→ THE TASK
Go over the data below line by line, and state how many lines contain the string "parsley". Give the number only.

━━━━━━━━━━

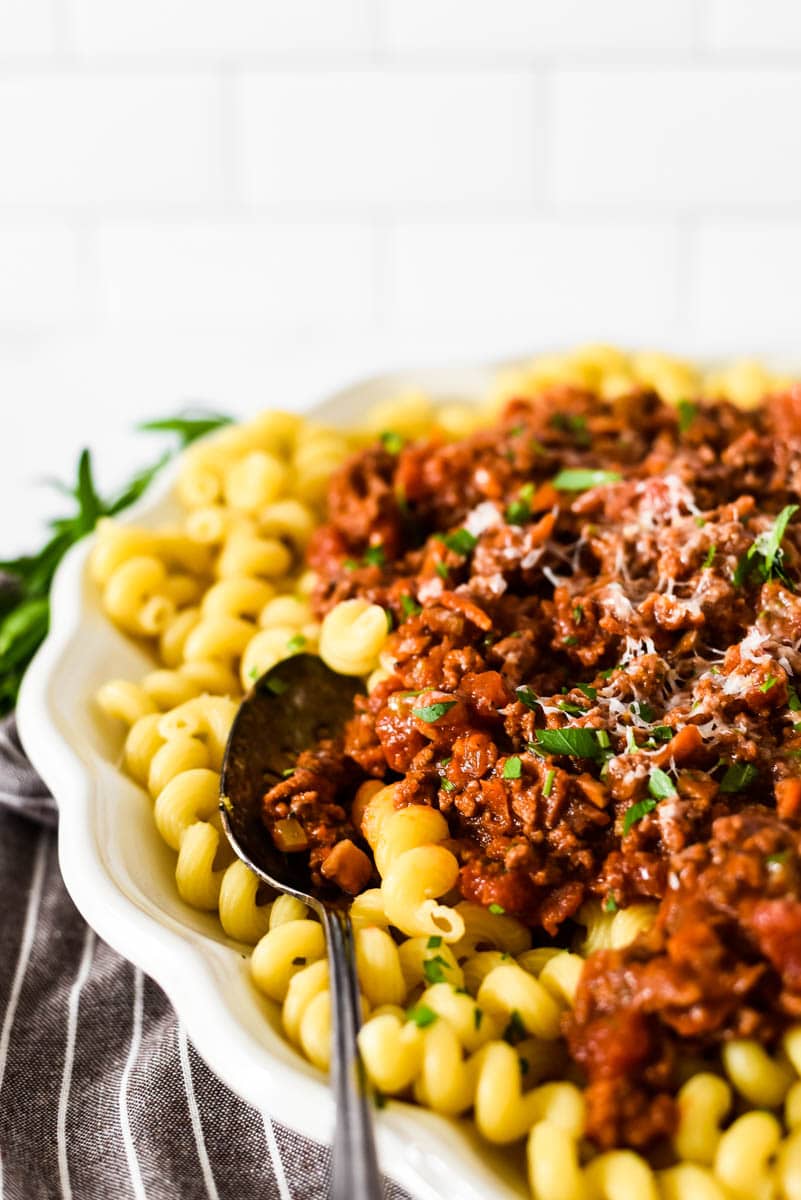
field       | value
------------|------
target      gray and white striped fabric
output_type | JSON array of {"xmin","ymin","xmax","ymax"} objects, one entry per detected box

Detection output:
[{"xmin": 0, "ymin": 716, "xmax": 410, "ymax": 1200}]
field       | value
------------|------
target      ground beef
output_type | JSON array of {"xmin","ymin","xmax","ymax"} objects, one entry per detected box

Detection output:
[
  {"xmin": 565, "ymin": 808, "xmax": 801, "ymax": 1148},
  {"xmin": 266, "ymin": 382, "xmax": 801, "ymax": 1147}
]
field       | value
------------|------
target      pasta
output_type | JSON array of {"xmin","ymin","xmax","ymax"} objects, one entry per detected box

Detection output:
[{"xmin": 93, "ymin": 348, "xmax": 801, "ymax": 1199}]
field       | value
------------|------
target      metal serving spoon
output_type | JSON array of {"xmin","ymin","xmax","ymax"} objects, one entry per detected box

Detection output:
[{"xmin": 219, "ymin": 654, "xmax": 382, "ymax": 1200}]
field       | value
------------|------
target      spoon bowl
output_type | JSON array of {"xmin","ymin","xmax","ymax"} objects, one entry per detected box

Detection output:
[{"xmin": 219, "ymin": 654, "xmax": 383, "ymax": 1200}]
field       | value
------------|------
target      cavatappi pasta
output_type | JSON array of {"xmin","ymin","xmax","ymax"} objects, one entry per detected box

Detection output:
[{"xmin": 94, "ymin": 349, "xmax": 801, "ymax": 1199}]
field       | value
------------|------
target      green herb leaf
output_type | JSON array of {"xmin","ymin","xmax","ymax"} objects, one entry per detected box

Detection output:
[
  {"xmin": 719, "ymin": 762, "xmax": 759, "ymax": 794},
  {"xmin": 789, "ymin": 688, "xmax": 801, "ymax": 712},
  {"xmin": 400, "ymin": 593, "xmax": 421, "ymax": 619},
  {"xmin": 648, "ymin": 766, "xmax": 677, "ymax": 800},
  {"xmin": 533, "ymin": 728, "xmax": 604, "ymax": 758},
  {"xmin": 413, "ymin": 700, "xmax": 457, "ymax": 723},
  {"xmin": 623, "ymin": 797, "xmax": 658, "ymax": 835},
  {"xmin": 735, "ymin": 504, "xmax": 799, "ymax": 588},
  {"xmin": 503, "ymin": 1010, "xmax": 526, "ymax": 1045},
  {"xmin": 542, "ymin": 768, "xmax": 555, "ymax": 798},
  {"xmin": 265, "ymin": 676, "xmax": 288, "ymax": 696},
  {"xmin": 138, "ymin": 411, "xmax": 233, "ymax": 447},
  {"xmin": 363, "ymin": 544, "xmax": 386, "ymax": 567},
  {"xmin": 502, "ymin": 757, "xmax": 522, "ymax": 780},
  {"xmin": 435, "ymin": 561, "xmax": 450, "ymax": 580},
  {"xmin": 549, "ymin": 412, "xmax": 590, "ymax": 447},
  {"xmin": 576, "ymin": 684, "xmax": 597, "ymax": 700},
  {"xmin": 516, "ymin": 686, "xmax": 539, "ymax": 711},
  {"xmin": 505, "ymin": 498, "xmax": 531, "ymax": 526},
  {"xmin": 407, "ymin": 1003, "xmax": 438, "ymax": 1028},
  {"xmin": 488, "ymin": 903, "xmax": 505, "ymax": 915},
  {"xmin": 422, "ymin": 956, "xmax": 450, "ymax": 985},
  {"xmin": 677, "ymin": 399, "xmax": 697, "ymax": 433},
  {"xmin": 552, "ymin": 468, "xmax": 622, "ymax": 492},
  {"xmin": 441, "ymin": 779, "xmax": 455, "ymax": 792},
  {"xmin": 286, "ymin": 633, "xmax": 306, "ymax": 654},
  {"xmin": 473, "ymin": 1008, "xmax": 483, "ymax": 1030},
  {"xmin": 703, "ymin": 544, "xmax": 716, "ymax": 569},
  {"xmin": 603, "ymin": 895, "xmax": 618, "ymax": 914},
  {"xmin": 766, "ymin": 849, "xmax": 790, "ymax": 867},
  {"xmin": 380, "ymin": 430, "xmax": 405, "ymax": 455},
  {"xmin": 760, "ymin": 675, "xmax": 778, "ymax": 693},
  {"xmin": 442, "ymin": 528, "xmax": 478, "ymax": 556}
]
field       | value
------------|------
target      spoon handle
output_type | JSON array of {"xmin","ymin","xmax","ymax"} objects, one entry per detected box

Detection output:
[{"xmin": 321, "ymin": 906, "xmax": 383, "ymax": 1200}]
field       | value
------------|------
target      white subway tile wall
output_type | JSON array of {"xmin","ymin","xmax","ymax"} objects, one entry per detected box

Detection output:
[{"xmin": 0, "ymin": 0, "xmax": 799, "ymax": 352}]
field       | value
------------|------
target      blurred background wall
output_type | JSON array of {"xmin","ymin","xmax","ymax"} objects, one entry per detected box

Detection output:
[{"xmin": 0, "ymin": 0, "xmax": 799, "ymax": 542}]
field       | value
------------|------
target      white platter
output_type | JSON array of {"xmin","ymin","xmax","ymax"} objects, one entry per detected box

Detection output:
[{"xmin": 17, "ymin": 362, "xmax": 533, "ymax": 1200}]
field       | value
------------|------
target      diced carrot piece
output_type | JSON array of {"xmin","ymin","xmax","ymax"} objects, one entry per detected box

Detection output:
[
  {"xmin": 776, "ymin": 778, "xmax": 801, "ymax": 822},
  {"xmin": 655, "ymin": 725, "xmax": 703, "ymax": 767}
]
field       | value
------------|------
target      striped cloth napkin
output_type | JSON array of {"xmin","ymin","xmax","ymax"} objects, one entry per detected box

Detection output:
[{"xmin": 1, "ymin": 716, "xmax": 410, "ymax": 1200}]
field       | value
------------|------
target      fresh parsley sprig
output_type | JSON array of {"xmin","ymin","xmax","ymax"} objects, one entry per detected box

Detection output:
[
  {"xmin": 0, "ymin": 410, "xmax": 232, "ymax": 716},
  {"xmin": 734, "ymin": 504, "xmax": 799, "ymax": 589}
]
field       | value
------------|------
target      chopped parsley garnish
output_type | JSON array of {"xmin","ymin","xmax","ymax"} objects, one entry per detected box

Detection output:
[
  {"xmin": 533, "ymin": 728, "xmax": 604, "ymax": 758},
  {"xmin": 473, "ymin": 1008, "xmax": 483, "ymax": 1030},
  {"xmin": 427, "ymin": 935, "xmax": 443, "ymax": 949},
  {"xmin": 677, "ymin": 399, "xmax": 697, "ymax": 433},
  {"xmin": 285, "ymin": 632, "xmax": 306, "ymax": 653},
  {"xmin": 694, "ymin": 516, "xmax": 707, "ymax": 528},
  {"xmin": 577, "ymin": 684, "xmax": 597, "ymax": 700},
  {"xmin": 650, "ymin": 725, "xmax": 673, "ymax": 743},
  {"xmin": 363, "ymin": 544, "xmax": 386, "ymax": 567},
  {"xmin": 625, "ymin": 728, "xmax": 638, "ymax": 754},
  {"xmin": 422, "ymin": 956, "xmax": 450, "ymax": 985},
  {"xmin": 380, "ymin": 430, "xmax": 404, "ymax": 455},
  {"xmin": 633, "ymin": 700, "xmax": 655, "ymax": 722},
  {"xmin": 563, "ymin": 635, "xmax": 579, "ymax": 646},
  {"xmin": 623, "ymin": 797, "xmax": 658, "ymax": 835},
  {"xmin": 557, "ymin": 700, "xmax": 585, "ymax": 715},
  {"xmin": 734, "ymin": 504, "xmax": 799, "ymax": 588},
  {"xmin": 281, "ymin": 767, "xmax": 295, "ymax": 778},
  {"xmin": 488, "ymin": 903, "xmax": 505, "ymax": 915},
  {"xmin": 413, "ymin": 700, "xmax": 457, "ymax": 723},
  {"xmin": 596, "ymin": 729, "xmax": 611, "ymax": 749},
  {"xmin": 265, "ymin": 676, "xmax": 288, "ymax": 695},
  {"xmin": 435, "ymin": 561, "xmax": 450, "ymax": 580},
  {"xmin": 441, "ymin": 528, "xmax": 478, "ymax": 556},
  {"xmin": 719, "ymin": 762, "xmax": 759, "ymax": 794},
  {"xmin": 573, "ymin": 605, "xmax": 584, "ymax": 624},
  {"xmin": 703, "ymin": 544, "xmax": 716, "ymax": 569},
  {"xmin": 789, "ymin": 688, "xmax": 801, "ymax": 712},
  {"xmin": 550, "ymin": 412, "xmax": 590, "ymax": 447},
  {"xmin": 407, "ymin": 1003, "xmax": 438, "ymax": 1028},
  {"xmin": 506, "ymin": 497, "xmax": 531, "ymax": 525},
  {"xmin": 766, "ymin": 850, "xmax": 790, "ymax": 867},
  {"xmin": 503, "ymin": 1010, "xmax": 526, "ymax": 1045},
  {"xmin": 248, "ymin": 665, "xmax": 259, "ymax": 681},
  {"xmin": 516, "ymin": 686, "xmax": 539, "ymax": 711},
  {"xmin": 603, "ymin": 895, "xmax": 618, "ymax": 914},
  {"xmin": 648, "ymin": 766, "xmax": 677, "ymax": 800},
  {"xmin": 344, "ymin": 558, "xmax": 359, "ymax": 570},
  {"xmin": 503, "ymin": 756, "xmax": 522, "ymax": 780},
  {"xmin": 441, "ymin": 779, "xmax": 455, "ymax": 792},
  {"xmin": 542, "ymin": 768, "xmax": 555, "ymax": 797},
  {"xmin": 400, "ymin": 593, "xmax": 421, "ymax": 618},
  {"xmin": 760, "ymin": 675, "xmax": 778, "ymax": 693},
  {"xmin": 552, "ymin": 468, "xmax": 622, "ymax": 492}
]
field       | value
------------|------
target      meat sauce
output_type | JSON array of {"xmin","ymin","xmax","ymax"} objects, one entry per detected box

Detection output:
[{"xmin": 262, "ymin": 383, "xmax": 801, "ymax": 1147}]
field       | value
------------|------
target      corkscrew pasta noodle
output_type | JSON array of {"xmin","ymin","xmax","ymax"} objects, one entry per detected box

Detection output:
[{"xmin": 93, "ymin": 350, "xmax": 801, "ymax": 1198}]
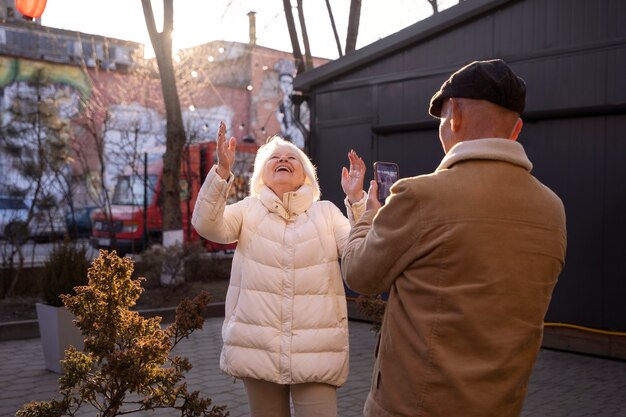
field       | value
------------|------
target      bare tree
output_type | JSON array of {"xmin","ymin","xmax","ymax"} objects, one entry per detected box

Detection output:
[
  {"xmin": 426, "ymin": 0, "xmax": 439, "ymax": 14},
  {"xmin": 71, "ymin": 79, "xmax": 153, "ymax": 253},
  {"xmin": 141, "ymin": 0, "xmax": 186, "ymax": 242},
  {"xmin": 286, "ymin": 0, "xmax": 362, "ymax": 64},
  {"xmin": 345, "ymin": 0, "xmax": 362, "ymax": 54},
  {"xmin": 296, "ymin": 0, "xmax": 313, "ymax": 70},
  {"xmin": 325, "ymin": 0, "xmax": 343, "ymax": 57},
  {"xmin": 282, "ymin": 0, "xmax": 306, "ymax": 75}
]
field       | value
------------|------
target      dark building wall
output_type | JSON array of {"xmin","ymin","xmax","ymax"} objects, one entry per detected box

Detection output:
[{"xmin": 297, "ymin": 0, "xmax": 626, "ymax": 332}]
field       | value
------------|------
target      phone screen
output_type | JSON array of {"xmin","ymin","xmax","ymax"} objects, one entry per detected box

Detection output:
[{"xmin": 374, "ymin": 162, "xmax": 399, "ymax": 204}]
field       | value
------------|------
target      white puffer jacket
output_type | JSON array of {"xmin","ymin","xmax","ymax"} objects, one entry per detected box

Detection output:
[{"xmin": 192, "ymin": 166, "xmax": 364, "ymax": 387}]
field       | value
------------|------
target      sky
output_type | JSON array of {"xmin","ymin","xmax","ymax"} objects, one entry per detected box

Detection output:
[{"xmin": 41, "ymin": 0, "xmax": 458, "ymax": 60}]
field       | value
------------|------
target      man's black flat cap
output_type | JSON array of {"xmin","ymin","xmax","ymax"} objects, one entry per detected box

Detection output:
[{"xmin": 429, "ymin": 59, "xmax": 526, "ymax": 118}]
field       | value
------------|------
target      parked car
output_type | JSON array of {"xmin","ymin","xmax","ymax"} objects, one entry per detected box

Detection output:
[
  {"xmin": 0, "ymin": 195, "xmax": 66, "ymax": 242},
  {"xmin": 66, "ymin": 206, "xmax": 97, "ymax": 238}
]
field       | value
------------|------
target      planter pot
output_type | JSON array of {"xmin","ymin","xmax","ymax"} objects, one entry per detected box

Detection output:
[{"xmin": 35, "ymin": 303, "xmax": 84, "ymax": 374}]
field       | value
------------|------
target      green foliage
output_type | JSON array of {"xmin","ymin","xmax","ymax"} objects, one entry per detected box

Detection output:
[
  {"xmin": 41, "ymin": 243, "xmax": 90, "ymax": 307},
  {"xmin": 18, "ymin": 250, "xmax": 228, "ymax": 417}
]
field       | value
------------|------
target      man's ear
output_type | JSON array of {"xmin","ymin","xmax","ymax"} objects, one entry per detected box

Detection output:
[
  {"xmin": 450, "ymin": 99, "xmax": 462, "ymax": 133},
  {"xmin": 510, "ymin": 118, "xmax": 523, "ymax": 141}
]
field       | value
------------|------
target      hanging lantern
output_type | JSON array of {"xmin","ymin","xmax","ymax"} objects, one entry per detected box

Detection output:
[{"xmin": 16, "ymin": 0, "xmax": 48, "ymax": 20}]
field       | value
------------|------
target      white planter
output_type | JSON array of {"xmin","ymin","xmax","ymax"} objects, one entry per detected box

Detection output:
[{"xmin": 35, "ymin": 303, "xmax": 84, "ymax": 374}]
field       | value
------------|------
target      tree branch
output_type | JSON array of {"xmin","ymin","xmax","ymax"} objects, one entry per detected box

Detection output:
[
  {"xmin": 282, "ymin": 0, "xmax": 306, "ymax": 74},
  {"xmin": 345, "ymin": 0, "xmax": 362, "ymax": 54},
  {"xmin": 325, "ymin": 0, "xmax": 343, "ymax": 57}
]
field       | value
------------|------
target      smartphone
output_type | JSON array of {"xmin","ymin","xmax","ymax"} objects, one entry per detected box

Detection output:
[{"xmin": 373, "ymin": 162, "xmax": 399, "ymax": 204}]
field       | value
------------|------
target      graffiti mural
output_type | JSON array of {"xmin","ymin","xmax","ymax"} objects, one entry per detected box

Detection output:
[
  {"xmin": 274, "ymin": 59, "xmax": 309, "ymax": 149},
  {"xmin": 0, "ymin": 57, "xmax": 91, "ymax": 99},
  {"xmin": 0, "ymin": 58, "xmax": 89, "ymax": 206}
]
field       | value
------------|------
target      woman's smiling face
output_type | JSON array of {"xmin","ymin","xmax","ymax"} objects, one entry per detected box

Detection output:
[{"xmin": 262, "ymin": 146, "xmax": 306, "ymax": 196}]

━━━━━━━━━━

→ YOUR RESPONSE
2